(Exercise text)
By Donna Lopiano* and Andrew Zimbalist
On June 12, the University of Houston suspended all athlete workouts when six players tested positive for COVID, less than two weeks after June 1 when college fall sports teams were allowed to return campus for supposedly voluntary summer workouts. Why the rush? As one freshman athlete stated: “So when the University of Texas tells you that you’ve gotta bring your ass back to campus, guess what you’ve gotta do? Bring your ass back to campus, because that’s your job. They’re paying for your education. At the end of the day, it is what it is.”
Throughout the country college athletes hopped on airplanes to return, while Americans were being discouraged from high-risk air travel, or drove across state lines using gas station rest rooms not likely to be bastions of sanitization. Who gave coaches permission to expose college athletes to these risks when the best public health experts in the world have implored us to heed their warnings to not do this? College presidents? Boards of Trustees? The silence is deafening. Has higher education lost its mind?
Each day the media reports on athletic directors’ plans to cope with COVID. They boast about required testing, quarantines upon arrival, and regular retesting. Power lifting racks in the weight room will be spaced 10 feet apart, we are told. Yet there are no reports of rules requiring face masks or limiting grunts and forceful exhales during maximum lifts. Some volleyball teams have said they will rotate 6 game balls instead of three, maybe giving them more time to rub them down with hand sanitizer? But no mention is made of concerns for opposing blockers face-to-face at the net or smothering an attacking hitter. How do you practice social distancing when soccer players set up their wall to defend a penalty kick or gang up in front of the net to field a corner kick or players position themselves nose-to-nose across the football line of scrimmage? And what happens if, 48 hours prior to the game, any member of the team tests positive?
(End Exercise text)
» **Parts of the exercise**
A. In the text on college athletes returning to campus during COVID, how many players tested positive before the University of Houston suspended all athlete workouts on June 12?
B. Pick up the text on college athletes returning to campus during COVID after its final question, and continue it in the same voice.
(Extracted material)
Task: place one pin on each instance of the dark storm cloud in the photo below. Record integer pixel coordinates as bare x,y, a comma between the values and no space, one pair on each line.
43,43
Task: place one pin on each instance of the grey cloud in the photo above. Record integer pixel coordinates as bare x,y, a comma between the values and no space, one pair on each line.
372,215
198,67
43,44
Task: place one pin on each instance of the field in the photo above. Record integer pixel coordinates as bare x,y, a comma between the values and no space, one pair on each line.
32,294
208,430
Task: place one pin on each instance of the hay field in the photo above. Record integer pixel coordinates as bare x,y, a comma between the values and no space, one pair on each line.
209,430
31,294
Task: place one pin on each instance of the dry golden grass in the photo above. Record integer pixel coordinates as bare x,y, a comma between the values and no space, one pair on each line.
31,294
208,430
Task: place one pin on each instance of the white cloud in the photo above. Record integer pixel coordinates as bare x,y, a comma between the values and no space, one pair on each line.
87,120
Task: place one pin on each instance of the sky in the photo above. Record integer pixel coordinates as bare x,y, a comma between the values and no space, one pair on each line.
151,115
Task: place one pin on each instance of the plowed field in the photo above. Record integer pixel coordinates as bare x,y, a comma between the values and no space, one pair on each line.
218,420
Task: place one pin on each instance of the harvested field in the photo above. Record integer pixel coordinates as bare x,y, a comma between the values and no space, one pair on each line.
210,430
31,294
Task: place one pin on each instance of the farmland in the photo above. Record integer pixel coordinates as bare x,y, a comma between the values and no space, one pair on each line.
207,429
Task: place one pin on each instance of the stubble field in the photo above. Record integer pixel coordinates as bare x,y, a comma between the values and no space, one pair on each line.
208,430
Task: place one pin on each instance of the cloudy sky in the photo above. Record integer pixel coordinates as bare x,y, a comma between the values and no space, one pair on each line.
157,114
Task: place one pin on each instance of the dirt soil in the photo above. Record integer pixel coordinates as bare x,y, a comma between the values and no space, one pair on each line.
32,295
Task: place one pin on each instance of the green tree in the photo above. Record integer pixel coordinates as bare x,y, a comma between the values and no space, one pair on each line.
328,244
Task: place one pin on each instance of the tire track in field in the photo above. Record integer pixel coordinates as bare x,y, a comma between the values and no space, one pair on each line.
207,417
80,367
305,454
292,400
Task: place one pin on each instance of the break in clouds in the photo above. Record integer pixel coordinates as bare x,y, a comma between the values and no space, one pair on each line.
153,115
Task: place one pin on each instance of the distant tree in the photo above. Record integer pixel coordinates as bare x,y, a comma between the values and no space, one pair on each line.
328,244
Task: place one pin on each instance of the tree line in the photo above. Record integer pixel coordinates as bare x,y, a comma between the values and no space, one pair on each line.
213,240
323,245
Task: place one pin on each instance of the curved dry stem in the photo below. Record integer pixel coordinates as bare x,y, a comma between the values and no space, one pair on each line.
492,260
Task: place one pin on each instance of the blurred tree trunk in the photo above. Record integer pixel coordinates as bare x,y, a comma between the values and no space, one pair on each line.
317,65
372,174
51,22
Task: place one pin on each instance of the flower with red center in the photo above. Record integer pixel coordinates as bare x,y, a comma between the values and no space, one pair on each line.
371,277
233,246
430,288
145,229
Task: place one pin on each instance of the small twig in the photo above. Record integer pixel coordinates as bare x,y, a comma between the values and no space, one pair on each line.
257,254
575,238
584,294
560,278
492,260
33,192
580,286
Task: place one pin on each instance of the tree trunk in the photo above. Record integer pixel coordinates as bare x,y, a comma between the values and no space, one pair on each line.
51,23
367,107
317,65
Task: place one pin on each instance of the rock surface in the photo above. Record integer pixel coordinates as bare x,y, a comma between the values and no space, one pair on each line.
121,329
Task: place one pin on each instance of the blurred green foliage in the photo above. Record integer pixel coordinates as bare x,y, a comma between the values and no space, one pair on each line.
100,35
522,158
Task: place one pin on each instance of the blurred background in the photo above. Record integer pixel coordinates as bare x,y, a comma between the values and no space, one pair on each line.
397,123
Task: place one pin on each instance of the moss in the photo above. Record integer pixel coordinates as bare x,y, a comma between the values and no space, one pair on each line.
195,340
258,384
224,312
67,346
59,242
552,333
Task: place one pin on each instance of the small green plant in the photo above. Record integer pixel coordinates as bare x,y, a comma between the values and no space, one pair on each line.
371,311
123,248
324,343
(End Extracted material)
(Extracted material)
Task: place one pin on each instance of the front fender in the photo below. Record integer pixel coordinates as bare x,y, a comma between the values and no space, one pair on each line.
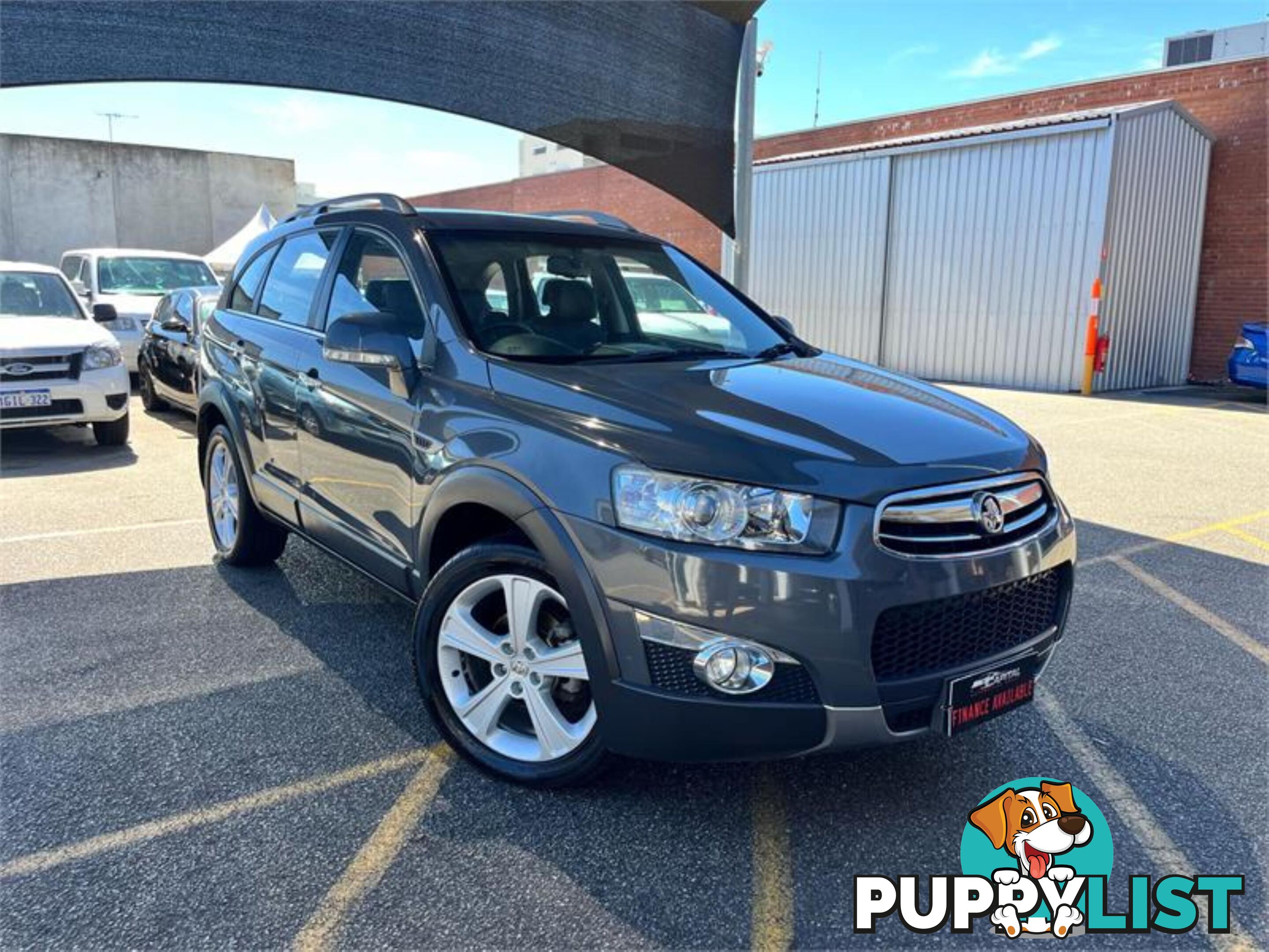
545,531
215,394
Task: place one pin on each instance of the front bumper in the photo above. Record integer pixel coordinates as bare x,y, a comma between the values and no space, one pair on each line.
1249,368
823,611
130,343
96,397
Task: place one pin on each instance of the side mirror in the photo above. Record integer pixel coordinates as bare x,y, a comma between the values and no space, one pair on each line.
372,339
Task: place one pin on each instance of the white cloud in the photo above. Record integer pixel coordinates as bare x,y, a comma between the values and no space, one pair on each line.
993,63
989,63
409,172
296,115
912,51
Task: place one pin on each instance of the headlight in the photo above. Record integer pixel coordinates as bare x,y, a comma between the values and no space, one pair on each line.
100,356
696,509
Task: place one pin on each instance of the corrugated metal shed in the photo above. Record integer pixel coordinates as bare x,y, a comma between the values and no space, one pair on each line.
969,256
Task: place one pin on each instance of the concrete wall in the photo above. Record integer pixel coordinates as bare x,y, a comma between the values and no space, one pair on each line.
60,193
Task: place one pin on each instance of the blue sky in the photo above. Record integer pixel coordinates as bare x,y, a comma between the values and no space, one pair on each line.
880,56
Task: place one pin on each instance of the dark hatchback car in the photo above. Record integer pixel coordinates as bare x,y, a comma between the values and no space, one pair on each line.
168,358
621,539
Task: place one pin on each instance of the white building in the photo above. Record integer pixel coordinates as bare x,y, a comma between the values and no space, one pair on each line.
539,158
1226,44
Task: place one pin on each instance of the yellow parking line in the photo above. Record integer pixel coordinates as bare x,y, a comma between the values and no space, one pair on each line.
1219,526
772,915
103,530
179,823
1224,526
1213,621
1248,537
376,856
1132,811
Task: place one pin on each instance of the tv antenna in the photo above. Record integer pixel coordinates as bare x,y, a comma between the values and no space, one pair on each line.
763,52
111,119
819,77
(End Extracted material)
» **Answers for the tasks**
A. Six players tested positive.

B.
Even more disconcerting are athletic directors’ plans to have crowds in football stadia. Nebraska’s Moos is not worried about someone limiting attendance to 40,000, contending that if 40,000 are allowed and 40,000 attend, Nebraska will preserve its home game sell-out streak. Whatever happened to six-foot social distancing? He’s also not worried about fans getting the virus: “They’re adults. If they are worried about the prospect of getting this virus, that can be a personal decision.” Jeez, that’s caring about your neighbors! Ohio State AD Gene Smith is ready with social distancing models for 20,000 to 50,000 fans. What? Fifty thousand fans in a 100,000-seat stadium is social distancing? Oregon State will mandate social distancing in restrooms. Perhaps the lines going in can loop around the concourses. Will the local hotels and bars be open and ready as the population of smaller college towns double on a football Saturday. Are these administrators really assuring us that they have it all figured out and they can stop this virus? And we thought it required a vaccine?
More than a few folks are wondering what the athletic department is going to do with these players for the next six months. When no students return to campus following Thanksgiving, will athletes remain and be further exposed to the normal flu season? Do we really think coaches are going to control the social activities of 18- to 22-year-old students in a college town? Will the other students on campus be tested as frequently or do the athletes get special protection because they are the athletic department’s meal ticket? Why this “Hail Mary”?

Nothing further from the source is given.